#### [Texte sélectionné]
# Unknown language: Kenjalas burkan / Nirtem fan



## Qingchu

Hello,

J'aimerais savoir quelle est la langue d'origine de l'expression "Kenjalas burkan" et celle de "Nirtem fan". 

Je sais que toutes deux signifient "rien" et que c'est très certainement des transcriptions phonétiques d'alphabets non-latins, mais est-ce que quelqu'un pourrait m'aider à trouver de quelles langues il s'agit?  

Merci d'avance, ça me rendrait un immense service!!!


Hi!

"Kenjalas burkan " and "Nirtem fan" = "NOTHING"

But is someone able to tell me from wich language it come?

Thanx very much for your help!!!

------------------------------------------------------------------------v---------------------------------------------------------------------


----------



## konungursvia

Just a guess: they look like Bahasa or Malay.


----------



## PianoMan

I'd say those are good guesses, je ne sais pas quelle langue ils sont mais certainement de l'Asie sud. Désolé si mon français n'est pas très bien, à propos, comment savez-vous que toutes deux signifient sans saire la langue?


----------



## Setwale_Charm

I `m afraid it doesn`t seem to be either Bahasa Melayu or bahasa Indonesia to me. In fact, I am sure the latter is not. Are you sure it is a real language? It might be some african language since it does not ring the bell with me.
 But where do you know the meaning from?


----------

#### [Informations fournies]

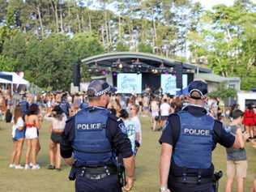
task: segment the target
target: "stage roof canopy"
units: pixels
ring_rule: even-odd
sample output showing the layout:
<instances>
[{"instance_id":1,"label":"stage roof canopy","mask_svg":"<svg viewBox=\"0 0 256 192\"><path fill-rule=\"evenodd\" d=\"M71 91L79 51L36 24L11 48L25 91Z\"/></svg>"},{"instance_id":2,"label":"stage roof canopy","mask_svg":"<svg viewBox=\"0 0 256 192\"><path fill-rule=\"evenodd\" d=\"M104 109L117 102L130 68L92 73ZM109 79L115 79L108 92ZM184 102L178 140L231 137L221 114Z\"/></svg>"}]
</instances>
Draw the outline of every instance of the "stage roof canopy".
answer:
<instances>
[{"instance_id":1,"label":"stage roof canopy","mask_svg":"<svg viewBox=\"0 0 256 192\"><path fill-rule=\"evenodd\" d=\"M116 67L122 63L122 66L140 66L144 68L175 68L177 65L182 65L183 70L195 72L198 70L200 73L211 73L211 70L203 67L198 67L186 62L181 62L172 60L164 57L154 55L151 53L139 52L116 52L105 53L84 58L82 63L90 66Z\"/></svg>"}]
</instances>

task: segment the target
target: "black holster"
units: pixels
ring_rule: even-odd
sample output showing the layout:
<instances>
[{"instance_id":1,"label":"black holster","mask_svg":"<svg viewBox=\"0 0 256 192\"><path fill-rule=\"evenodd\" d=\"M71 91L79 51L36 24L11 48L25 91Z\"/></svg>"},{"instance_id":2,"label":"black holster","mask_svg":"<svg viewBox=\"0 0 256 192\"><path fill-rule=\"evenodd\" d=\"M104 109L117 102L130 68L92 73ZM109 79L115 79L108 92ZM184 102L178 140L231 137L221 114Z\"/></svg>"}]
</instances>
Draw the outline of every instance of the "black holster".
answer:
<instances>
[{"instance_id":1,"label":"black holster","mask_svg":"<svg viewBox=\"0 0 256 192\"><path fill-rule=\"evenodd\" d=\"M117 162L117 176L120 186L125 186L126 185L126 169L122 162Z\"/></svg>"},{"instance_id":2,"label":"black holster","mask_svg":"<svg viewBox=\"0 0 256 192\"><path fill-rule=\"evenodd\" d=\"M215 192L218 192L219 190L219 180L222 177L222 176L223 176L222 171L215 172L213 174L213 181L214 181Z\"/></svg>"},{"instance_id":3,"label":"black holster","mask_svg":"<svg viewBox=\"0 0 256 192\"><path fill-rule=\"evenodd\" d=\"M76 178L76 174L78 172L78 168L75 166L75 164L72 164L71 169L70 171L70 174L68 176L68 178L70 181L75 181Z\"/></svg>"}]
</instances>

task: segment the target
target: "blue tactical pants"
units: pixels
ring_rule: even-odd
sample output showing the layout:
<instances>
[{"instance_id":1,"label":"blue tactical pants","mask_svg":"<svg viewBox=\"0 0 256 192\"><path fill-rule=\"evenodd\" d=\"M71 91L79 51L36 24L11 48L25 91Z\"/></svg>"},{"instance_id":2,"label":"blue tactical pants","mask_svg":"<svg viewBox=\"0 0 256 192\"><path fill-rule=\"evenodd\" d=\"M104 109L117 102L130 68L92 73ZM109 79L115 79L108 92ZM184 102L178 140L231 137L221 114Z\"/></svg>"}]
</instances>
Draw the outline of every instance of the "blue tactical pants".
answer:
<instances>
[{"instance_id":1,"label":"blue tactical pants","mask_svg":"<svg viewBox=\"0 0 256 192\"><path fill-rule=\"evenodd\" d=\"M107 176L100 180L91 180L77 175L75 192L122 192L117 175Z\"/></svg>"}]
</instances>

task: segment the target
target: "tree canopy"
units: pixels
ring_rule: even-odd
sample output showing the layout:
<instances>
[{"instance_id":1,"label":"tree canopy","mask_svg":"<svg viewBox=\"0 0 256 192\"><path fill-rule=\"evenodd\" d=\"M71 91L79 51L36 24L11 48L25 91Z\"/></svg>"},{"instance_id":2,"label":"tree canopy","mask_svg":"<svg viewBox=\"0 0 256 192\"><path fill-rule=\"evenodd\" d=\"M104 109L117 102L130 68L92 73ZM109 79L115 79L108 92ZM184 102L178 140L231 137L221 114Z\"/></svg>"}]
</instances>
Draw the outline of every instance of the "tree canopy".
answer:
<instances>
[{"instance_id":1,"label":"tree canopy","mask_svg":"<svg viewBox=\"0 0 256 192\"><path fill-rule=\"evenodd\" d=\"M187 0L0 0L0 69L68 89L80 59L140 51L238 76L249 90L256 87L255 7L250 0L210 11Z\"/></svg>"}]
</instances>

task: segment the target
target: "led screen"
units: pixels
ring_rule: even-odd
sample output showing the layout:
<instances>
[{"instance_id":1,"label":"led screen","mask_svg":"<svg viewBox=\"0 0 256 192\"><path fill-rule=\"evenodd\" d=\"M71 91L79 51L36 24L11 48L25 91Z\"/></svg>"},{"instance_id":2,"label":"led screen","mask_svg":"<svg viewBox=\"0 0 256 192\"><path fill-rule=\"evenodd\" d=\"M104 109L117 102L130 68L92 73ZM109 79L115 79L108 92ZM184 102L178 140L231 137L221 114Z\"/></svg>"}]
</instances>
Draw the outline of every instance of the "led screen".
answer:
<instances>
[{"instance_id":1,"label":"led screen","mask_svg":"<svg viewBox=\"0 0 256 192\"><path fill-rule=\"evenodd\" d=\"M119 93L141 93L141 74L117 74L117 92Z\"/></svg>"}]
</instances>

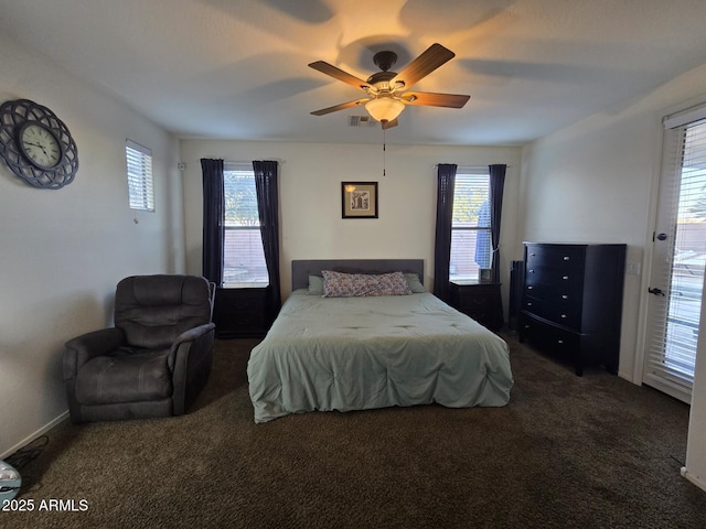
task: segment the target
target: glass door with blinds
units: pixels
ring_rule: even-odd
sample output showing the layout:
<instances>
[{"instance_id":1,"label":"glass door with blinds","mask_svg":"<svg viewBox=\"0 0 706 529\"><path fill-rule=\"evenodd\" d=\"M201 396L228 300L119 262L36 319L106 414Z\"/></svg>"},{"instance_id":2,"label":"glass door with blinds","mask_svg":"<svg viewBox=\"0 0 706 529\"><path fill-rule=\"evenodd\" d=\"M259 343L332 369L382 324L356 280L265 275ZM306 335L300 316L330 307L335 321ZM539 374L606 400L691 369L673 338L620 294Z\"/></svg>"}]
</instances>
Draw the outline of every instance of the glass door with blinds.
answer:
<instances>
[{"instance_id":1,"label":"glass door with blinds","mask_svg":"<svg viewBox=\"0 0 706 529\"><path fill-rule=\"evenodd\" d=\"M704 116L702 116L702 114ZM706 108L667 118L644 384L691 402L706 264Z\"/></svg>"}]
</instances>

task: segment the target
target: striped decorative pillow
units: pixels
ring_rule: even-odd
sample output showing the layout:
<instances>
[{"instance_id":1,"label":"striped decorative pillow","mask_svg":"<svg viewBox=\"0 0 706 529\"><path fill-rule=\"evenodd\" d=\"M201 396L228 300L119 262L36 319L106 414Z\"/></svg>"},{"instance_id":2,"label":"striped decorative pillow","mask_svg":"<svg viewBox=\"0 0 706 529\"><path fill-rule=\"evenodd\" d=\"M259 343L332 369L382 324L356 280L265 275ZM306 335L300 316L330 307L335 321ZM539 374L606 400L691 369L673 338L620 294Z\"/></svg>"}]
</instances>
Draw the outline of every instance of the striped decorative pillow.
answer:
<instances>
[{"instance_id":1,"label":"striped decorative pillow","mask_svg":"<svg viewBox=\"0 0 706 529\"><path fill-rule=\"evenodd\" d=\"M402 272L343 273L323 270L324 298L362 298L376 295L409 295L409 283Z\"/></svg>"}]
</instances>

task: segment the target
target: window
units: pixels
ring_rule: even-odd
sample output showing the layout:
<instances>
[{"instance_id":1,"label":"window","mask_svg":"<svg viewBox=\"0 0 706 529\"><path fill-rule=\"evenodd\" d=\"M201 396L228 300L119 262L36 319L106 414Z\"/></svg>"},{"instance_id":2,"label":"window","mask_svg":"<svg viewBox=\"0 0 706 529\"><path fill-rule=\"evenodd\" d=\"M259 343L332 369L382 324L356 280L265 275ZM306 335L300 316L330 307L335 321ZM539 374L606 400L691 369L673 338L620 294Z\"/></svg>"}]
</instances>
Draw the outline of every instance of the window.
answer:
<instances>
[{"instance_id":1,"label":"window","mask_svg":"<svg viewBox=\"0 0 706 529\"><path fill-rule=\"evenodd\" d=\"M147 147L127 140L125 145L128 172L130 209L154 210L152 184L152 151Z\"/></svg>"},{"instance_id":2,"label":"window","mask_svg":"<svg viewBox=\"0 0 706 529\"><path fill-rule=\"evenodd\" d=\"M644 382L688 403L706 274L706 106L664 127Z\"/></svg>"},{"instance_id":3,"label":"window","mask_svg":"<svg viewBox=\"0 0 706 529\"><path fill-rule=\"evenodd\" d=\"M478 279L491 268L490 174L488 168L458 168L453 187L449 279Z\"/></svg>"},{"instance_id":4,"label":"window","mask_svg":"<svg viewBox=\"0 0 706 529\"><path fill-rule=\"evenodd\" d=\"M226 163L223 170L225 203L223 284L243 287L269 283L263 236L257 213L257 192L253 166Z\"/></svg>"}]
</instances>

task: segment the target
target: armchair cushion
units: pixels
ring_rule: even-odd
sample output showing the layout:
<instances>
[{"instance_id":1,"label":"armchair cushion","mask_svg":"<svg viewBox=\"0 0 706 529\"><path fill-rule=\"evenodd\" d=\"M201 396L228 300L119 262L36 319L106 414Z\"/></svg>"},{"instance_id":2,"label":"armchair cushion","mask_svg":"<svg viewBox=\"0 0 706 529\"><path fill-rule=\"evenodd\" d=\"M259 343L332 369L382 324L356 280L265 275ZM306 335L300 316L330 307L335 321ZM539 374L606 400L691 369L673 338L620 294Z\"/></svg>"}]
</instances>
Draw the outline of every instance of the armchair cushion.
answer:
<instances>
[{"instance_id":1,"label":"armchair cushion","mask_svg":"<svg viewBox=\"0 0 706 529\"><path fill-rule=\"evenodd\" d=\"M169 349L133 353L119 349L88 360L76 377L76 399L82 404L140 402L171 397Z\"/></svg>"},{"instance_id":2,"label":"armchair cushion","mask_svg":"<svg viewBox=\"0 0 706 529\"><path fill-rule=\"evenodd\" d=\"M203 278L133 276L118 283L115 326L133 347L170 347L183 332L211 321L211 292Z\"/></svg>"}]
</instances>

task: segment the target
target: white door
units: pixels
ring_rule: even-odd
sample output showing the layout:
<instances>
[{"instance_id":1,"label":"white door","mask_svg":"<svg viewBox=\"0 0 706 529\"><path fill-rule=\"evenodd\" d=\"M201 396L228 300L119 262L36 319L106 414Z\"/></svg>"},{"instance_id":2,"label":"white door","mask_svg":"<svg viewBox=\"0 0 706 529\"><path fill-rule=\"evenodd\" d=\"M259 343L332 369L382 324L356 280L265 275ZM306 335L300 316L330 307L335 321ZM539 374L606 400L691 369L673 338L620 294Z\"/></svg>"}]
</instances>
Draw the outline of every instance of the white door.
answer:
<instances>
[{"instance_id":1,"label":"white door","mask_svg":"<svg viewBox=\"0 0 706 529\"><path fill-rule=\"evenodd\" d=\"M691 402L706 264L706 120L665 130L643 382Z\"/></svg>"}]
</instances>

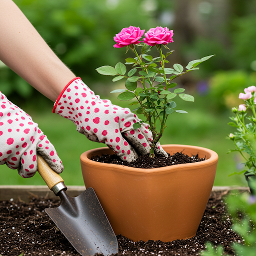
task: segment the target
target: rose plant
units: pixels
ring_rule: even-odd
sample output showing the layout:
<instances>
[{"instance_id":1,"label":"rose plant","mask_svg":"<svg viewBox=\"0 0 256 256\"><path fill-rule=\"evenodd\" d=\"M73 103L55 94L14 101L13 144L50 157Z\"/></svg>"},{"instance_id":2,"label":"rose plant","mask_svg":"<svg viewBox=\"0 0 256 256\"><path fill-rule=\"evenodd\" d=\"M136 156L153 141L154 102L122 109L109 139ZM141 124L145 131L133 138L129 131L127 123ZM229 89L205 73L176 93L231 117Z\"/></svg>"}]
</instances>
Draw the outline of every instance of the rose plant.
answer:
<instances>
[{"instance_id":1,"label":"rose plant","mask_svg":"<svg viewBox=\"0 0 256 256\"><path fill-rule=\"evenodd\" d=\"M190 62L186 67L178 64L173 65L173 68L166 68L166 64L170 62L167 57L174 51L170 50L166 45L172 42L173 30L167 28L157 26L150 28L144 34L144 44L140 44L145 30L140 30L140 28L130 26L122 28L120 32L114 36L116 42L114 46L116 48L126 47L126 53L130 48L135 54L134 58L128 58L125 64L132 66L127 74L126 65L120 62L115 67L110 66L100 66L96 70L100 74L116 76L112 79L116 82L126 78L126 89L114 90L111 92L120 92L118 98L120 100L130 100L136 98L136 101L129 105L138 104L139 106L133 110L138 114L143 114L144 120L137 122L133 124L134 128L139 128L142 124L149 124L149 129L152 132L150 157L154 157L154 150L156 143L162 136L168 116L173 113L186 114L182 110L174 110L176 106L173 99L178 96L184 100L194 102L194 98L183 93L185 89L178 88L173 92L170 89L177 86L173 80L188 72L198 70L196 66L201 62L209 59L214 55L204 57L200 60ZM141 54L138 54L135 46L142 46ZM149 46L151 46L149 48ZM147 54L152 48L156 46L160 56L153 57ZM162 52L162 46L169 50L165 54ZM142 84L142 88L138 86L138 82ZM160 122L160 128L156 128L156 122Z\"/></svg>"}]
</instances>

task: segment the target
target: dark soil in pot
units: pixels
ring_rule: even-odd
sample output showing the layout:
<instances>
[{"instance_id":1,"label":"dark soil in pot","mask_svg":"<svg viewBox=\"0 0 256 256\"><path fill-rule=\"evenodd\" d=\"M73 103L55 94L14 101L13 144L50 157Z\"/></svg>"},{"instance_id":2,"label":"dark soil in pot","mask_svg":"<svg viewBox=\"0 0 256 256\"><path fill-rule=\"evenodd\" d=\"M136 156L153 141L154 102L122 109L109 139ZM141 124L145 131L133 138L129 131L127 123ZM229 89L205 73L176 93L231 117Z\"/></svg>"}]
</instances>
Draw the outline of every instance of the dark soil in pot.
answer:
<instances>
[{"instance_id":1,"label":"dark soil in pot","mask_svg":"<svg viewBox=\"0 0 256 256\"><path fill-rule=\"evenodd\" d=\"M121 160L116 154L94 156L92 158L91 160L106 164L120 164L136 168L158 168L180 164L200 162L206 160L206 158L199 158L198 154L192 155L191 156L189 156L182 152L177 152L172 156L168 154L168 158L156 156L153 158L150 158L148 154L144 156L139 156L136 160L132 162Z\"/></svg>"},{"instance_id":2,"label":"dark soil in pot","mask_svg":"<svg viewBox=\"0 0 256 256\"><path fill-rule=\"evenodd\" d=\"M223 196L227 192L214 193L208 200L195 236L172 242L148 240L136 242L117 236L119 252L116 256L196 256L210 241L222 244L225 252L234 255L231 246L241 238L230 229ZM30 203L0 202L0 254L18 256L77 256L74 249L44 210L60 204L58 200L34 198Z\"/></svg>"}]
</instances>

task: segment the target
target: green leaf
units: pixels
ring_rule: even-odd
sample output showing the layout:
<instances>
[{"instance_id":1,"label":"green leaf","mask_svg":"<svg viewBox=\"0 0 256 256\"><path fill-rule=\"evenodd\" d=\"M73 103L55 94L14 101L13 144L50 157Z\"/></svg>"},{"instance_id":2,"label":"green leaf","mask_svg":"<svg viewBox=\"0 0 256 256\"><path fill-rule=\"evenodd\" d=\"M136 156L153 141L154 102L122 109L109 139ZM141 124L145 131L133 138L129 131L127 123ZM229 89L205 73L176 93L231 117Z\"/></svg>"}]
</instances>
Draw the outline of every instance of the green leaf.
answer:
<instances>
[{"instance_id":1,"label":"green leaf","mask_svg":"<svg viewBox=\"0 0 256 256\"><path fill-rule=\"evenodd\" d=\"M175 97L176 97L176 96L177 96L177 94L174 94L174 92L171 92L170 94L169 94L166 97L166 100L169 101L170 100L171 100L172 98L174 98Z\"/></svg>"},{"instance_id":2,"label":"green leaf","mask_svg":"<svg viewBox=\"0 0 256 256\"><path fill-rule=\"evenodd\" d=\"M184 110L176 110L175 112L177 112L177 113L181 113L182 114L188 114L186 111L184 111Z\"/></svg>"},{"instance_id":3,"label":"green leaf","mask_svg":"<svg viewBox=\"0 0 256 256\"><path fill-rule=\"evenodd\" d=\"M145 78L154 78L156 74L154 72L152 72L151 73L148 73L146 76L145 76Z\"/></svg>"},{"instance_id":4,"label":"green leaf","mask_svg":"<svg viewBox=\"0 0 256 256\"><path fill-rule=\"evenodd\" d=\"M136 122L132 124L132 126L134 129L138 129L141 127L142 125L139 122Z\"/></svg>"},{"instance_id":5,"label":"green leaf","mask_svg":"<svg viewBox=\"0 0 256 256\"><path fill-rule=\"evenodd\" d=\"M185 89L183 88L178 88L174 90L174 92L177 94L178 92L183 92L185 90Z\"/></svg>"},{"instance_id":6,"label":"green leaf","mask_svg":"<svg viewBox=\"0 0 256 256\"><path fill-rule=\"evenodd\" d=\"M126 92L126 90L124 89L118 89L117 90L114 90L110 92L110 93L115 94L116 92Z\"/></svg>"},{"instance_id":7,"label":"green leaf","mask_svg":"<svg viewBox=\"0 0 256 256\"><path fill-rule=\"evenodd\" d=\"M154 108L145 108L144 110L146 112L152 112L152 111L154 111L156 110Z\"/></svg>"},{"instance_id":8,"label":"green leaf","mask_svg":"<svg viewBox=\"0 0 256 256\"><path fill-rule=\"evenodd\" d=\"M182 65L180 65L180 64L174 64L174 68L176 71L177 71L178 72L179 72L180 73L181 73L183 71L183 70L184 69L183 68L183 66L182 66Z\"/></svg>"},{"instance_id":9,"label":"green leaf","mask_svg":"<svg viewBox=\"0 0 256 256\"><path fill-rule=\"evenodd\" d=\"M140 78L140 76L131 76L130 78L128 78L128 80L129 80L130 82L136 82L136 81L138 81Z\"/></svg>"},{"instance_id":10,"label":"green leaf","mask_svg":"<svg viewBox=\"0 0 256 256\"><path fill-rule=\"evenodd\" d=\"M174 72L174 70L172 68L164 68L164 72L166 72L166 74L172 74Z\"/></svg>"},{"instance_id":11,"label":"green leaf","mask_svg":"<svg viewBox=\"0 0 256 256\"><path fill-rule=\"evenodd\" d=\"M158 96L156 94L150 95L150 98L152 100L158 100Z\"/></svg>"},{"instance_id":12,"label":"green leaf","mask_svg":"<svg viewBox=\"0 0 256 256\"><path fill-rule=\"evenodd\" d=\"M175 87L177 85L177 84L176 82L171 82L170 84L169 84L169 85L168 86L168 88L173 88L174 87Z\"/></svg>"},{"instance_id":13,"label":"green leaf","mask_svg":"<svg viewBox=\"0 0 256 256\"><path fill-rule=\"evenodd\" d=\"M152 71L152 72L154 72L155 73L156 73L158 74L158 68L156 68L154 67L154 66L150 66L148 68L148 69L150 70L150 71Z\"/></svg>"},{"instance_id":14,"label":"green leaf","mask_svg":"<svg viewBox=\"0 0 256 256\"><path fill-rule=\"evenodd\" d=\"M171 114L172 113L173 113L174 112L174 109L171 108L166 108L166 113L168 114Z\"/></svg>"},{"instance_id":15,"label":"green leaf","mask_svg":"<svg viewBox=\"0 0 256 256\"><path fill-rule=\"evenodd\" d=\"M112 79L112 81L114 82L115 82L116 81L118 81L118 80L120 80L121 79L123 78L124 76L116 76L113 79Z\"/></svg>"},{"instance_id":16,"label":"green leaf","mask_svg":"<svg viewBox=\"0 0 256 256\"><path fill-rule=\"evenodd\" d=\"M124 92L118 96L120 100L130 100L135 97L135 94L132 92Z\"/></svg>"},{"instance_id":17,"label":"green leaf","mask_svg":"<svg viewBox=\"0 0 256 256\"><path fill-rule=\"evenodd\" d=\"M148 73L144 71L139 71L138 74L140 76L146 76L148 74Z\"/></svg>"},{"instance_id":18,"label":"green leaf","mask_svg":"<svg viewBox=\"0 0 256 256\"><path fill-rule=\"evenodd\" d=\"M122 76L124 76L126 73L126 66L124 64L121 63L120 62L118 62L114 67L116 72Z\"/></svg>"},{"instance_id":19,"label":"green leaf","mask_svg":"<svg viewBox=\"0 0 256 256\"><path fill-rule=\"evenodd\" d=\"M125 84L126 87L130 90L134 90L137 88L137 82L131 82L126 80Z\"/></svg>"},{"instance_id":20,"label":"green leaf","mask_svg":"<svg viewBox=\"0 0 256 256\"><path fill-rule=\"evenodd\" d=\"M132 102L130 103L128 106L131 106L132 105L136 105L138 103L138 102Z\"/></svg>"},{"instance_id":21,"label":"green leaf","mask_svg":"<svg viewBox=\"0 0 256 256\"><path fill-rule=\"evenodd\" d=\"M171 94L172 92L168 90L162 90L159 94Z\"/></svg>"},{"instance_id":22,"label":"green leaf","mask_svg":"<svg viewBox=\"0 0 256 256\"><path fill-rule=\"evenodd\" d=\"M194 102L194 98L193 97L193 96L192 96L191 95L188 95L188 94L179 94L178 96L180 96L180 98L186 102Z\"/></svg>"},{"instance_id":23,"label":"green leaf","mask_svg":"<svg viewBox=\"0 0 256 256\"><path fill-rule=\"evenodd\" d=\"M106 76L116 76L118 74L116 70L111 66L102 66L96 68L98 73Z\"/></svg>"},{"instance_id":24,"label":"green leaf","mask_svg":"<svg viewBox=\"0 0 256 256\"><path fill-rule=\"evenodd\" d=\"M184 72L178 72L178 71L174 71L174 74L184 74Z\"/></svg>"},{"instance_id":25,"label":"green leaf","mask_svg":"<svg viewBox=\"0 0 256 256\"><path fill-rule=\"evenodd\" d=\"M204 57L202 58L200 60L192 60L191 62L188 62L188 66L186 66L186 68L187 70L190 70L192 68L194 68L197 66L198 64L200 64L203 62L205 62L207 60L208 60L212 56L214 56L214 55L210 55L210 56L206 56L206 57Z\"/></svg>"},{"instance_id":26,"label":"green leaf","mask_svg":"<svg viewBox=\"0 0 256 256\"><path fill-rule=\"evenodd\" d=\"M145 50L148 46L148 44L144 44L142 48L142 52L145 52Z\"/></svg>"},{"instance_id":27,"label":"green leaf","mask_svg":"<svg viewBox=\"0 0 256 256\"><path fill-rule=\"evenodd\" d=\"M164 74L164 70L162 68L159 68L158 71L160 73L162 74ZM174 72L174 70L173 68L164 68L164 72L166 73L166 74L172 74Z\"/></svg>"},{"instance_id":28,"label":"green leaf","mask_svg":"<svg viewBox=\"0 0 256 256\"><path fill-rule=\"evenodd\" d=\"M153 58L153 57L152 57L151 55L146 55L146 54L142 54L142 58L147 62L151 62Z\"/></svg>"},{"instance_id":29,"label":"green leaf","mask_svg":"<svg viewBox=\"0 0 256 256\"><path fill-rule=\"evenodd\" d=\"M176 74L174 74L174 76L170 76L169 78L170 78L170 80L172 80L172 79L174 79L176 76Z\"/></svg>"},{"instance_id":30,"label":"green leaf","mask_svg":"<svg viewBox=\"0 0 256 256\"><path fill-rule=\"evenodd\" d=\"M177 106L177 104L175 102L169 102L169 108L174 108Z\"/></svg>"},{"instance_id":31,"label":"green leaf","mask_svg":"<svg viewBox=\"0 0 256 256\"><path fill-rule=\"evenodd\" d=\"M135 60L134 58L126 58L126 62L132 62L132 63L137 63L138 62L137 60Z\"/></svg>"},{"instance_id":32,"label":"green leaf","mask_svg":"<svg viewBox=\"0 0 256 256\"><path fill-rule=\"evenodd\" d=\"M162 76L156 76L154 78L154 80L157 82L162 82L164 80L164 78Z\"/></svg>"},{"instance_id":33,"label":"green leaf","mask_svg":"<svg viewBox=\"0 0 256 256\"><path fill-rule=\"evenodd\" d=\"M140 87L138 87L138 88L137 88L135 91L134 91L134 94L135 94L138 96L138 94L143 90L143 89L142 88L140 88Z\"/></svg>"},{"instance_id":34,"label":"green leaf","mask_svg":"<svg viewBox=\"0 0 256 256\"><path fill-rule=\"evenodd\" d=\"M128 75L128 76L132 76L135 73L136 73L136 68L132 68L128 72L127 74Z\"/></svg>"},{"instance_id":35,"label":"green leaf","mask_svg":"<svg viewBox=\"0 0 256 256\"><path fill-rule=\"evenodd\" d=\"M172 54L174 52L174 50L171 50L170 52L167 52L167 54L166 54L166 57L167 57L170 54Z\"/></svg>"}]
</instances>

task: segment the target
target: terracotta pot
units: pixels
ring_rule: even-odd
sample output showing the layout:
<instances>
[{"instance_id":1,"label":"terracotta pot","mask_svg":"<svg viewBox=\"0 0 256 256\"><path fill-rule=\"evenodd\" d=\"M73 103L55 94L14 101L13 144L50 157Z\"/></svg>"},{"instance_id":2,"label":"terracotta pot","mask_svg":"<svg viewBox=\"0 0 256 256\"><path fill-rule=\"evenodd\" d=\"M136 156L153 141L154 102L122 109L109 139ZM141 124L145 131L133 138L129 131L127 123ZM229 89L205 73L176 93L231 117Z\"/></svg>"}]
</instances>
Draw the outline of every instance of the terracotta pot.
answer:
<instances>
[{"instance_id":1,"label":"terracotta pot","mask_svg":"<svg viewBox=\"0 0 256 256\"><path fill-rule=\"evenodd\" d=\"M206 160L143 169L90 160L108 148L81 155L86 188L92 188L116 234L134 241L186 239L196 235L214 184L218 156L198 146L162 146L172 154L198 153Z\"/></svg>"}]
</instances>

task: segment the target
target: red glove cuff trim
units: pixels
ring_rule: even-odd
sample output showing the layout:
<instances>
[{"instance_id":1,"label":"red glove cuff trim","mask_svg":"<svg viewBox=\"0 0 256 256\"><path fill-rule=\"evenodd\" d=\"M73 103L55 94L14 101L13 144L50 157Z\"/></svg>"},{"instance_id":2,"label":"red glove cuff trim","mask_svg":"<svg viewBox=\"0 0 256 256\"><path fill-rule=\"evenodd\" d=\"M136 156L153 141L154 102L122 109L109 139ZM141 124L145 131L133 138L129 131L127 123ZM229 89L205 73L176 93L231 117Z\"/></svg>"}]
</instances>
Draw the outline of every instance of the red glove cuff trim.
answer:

#### [Objectifs]
1: Extrayez du fil de discussion le passage qui va de "## konungursvia" à "saire la langue?".
2: Dans le fil de discussion, résumez sous forme de liste le paragraphe qui commence par « Je sais que toutes deux signifient », en gardant ses faits principaux.
3: D'après le message de konungursvia dans le fil de discussion, à quelles langues ressemblent les deux expressions ?

#### [Réponses par consigne]
1:
## konungursvia

Just a guess: they look like Bahasa or Malay.


----------



## PianoMan

I'd say those are good guesses, je ne sais pas quelle langue ils sont mais certainement de l'Asie sud. Désolé si mon français n'est pas très bien, à propos, comment savez-vous que toutes deux signifient sans saire la langue?

2:
- Les deux expressions veulent dire « rien ».
- Ce sont très probablement des transcriptions phonétiques d'alphabets non latins.
- L'auteur demande de l'aide pour savoir de quelles langues il s'agit.

3: Au bahasa ou au malais.